Parlez-nous de votre voyage et de votre arrivée en Suisse.
Pour passer la frontière entre l'Afghanistan et le Pakistan, j'ai marché avec ma mère et mes jeunes frères et sœurs pendant environ 4 ou 5 semaines, accompagné d'un guide. C'était un voyage très dangereux car, à l'époque, nous n'étions pas autorisés à prendre des effets personnels et des documents, car nous aurions pu être considérés comme des citoyens cherchant à fuir le pays. De nombreuses personnes ont été arrêtées et contrôlées le long de la route. Certaines étaient même exécutées par balle si leurs documents étaient trouvés. Je ne savais pas où nous allions et je ne cessais de demander à ma mère sans jamais obtenir de réponse. Le moment où j'ai compris que nous avions franchi la frontière, c'est lorsque la couleur de la terre est passée du jaune au rouge. À ce moment précis, j'ai compris que c'était un véritable au revoir et que je ne reverrais jamais l'Afghanistan.
Nous sommes allés au Pakistan, puis en Inde, à New Delhi, où mes parents ont décidé de poursuivre leur chemin, et nous nous sommes retrouvés en Allemagne en 1981. Nous avons passé une semaine à l'aéroport en tant que famille de réfugiés, le temps que les autorités vérifient nos antécédents. À compter de ce moment-là, nous avons été transférés dans cinq centres d'asile différents au cours des trois années suivantes avant d'obtenir finalement le statut de réfugié.
J'ai passé mes études secondaires en Allemagne avant de partir aux Pays-Bas pour étudier la psychologie. C'est là que j'ai rencontré mon premier époux. Nous avons deux merveilleux enfants et, en 2008, nous avons décidé de nous installer en Suisse.

» CONSIGNES
A. D'après l'extrait, en quelle année la famille est-elle arrivée en Allemagne ?
B. Recopiez le passage de l'extrait qui va de « Pour passer la » jusqu'à « reverrais jamais l'Afghanistan. » inclus.

» DONNÉES AFFICHÉES
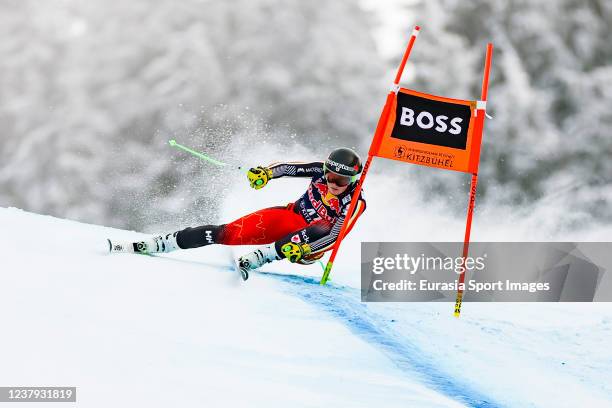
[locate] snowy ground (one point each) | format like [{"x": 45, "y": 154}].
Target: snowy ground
[{"x": 182, "y": 330}]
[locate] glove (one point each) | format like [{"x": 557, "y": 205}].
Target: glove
[
  {"x": 295, "y": 252},
  {"x": 259, "y": 177}
]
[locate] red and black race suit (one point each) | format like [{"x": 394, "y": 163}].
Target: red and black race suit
[{"x": 315, "y": 218}]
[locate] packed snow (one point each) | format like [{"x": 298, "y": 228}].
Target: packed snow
[{"x": 182, "y": 329}]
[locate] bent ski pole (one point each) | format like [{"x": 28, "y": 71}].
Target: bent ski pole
[{"x": 203, "y": 156}]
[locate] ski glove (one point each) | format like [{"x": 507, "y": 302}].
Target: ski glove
[
  {"x": 295, "y": 252},
  {"x": 259, "y": 177}
]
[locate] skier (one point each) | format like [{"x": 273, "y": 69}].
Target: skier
[{"x": 300, "y": 232}]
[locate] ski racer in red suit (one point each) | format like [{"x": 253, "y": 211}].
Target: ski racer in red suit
[{"x": 300, "y": 231}]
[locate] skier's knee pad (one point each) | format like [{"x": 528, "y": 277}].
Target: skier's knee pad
[{"x": 195, "y": 237}]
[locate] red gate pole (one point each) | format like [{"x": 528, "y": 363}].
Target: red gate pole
[
  {"x": 479, "y": 126},
  {"x": 378, "y": 134}
]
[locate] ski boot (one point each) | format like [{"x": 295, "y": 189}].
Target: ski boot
[{"x": 256, "y": 259}]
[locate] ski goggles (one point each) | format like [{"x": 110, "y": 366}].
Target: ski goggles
[{"x": 340, "y": 181}]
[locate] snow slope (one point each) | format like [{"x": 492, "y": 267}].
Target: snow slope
[{"x": 183, "y": 330}]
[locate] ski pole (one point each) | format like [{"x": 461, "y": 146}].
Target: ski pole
[
  {"x": 209, "y": 159},
  {"x": 203, "y": 156}
]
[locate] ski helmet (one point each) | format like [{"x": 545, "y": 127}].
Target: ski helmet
[{"x": 343, "y": 161}]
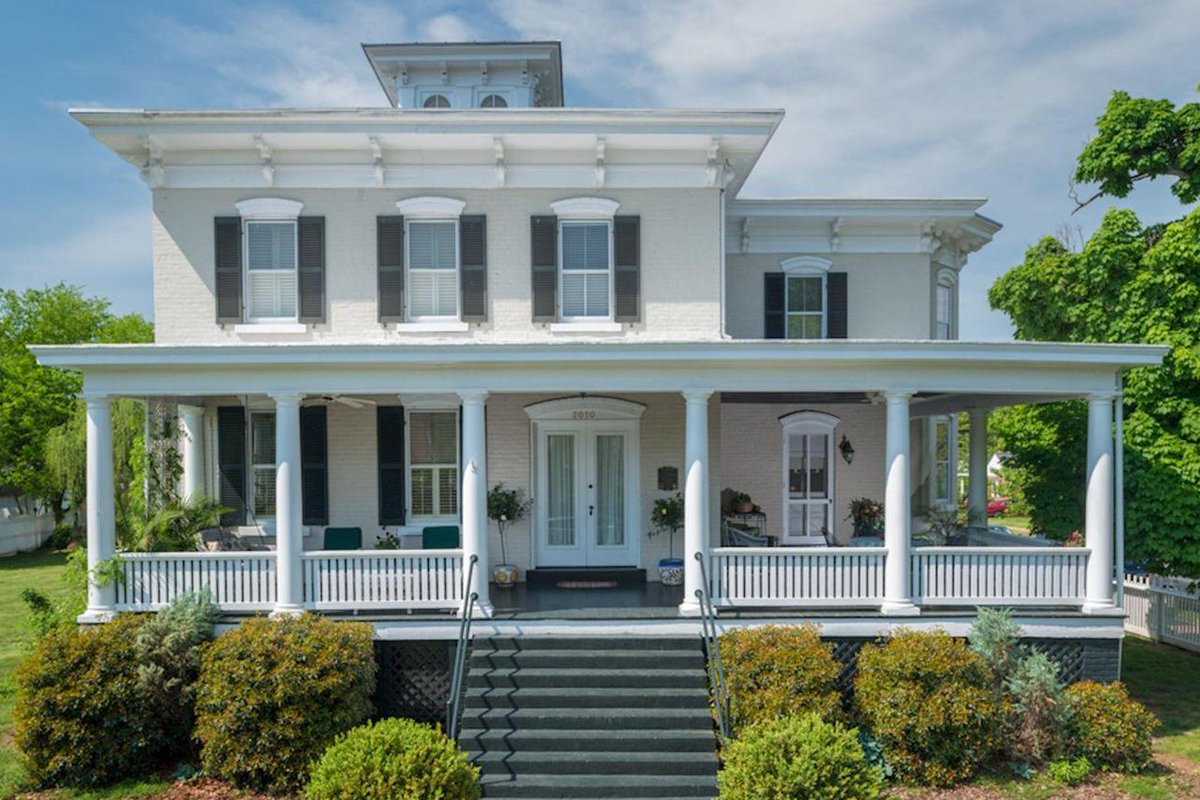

» RÉPONSES
A. En 1981.

B.
Pour passer la frontière entre l'Afghanistan et le Pakistan, j'ai marché avec ma mère et mes jeunes frères et sœurs pendant environ 4 ou 5 semaines, accompagné d'un guide. C'était un voyage très dangereux car, à l'époque, nous n'étions pas autorisés à prendre des effets personnels et des documents, car nous aurions pu être considérés comme des citoyens cherchant à fuir le pays. De nombreuses personnes ont été arrêtées et contrôlées le long de la route. Certaines étaient même exécutées par balle si leurs documents étaient trouvés. Je ne savais pas où nous allions et je ne cessais de demander à ma mère sans jamais obtenir de réponse. Le moment où j'ai compris que nous avions franchi la frontière, c'est lorsque la couleur de la terre est passée du jaune au rouge. À ce moment précis, j'ai compris que c'était un véritable au revoir et que je ne reverrais jamais l'Afghanistan.